### Text shown
..........

HORROR: JAMES GRAINGER
Apart in the Dark: Novellas By Ania Ahlborn Simon & Schuster, 370 pages, $22
Ania Ahlborn’s work occupies that grey area between adult and young-adult fiction: her themes are more sophisticated than those of YA novels and her protagonists older, but her conversational authorial voice and the struggle to “fit in” feel aimed at teenage readers. The two novellas contained in “Apart in the Dark” slide comfortably into that in-between groove. “The Pretty Ones” follows the downward spiral of a wallflower office worker in New York during the infamous Summer of Sam in 1977, while “I Call Upon Thee” is a more traditional gothic ghost story about the havoc wreaked by a haunted doll. Ahlborn is an undeniably gifted storyteller who knows how to breathe life into familiar horror tropes.

..........

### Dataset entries

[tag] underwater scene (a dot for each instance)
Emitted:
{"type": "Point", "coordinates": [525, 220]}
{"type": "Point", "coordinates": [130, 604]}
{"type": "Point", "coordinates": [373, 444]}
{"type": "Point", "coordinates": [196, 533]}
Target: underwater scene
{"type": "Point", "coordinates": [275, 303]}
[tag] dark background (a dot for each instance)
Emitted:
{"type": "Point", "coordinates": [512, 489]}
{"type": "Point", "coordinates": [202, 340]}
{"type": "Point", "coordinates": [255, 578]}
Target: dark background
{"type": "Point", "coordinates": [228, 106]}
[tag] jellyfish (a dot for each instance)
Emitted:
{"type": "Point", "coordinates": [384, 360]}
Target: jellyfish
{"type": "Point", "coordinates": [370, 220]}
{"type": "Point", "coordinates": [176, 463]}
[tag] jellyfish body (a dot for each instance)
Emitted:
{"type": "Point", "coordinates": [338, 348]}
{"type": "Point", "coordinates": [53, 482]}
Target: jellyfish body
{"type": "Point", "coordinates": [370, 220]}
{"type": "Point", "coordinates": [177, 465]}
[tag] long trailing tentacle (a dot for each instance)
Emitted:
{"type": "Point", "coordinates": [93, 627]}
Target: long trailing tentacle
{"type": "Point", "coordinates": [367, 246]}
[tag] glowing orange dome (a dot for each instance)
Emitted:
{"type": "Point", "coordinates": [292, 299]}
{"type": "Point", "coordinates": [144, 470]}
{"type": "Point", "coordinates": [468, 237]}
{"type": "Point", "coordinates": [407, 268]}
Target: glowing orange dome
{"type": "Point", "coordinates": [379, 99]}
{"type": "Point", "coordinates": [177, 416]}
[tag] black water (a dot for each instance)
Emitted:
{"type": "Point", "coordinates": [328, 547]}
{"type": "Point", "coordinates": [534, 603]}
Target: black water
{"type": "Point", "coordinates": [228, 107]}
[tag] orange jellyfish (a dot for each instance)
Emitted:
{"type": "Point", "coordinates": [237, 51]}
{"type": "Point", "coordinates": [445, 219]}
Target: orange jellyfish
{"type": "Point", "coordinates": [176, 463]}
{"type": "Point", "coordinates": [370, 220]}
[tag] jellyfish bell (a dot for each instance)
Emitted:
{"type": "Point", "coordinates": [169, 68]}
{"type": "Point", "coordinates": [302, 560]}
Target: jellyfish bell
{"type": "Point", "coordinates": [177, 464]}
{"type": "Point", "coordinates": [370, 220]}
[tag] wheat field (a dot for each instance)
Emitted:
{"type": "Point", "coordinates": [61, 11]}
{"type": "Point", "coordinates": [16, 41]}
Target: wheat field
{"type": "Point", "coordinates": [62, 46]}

..........

### Check your understanding
1. According to the horror review, why does Ahlborn's work fall between adult and young-adult fiction?
2. Translate this sentence from the horror review into Spanish: "Ahlborn is an undeniably gifted storyteller who knows how to breathe life into familiar horror tropes."
3. Quote the stretch of the horror review from "HORROR: JAMES GRAINGER" through "familiar horror tropes.".

### Task-by-task answers
1. Her themes are more sophisticated than those of YA novels and her protagonists are older. Her conversational authorial voice and the struggle to "fit in" still feel aimed at teenage readers.

2. Ahlborn es una narradora indudablemente talentosa que sabe cómo dar vida a los tropos conocidos del terror.

3.
HORROR: JAMES GRAINGER
Apart in the Dark: Novellas By Ania Ahlborn Simon & Schuster, 370 pages, $22
Ania Ahlborn’s work occupies that grey area between adult and young-adult fiction: her themes are more sophisticated than those of YA novels and her protagonists older, but her conversational authorial voice and the struggle to “fit in” feel aimed at teenage readers. The two novellas contained in “Apart in the Dark” slide comfortably into that in-between groove. “The Pretty Ones” follows the downward spiral of a wallflower office worker in New York during the infamous Summer of Sam in 1977, while “I Call Upon Thee” is a more traditional gothic ghost story about the havoc wreaked by a haunted doll. Ahlborn is an undeniably gifted storyteller who knows how to breathe life into familiar horror tropes.